ASSIGNMENT: Copy out every record below, word for word.

:: TASK INPUTS

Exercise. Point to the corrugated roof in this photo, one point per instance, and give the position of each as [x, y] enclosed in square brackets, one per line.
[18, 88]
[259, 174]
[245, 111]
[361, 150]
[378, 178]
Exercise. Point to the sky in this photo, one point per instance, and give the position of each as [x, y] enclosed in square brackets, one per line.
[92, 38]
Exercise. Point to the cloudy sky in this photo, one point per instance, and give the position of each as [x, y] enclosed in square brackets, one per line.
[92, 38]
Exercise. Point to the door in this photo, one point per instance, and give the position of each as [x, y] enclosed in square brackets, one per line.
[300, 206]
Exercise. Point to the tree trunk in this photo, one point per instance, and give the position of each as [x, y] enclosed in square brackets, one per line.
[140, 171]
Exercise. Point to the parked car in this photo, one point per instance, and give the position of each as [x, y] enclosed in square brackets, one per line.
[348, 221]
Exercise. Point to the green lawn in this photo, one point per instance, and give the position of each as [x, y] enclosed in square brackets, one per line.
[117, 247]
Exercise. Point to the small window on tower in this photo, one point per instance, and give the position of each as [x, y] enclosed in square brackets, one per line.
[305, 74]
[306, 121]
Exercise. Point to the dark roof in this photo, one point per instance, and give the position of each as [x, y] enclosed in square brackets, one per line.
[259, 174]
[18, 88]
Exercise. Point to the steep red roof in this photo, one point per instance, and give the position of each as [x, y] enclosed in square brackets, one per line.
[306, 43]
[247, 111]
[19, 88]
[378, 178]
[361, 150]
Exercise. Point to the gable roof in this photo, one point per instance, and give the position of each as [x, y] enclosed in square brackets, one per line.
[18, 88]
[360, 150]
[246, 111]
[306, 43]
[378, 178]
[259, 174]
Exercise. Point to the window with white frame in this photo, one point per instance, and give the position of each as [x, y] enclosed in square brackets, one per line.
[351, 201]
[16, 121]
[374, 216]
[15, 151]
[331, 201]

::::

TASK SOLUTION:
Exercise. Point to the corrugated roof in this photo, one point per instance, and give the position of each as [x, y] enclosed in square brackets, one per line.
[18, 88]
[259, 174]
[245, 111]
[361, 150]
[378, 178]
Exercise. Point to the sky in this photo, one point per instance, and give the position of each as [x, y] enclosed in square brackets, one per line.
[92, 38]
Exercise. Point to the cloudy sky in this photo, one point per instance, and give the position of each as [x, y] enclosed in square brackets, one per line.
[92, 38]
Exercise. Point to the door in this photo, one point per instance, and give the position of each as [x, y] enclosed in square brackets, one per line.
[300, 206]
Exercise. Point to the tree trunk in this photo, one point per instance, and give the position of each as [x, y] enclosed in square brackets, one per line.
[140, 171]
Exercise. Point to the parked car in this photo, one point per instance, and give the position of each as [x, y] enclosed in square brackets, one per line.
[348, 221]
Exercise. Point to the green lawn in this photo, one point per instance, and give the position of each as [x, y] enclosed in square brackets, one per line.
[117, 247]
Exercise. Point to the small window on tower in this photo, one point per instance, and give the position of each as [x, y] enclosed in square brackets, one per line.
[305, 74]
[306, 121]
Exercise. Point to the dark roof in this photo, one point per instance, and give the position of each as [x, y] enclosed in square brackets, one per line.
[259, 174]
[18, 88]
Exercise. Point to the steep red roof in this photo, one point per instance, and give the position of each as [x, y] enclosed in square brackets, one per line.
[306, 43]
[247, 111]
[19, 88]
[378, 178]
[361, 150]
Exercise. Point to the gable roof in this photo, one point per instance, and give the position of each as [x, y] enclosed in square brackets, one per line.
[18, 88]
[360, 150]
[246, 111]
[306, 43]
[378, 178]
[259, 174]
Exercise. Point to the window with white frame in this photo, one point per instance, and give the position of each as [x, y] enclosed in square brackets, one per line.
[351, 201]
[16, 121]
[374, 216]
[15, 151]
[331, 201]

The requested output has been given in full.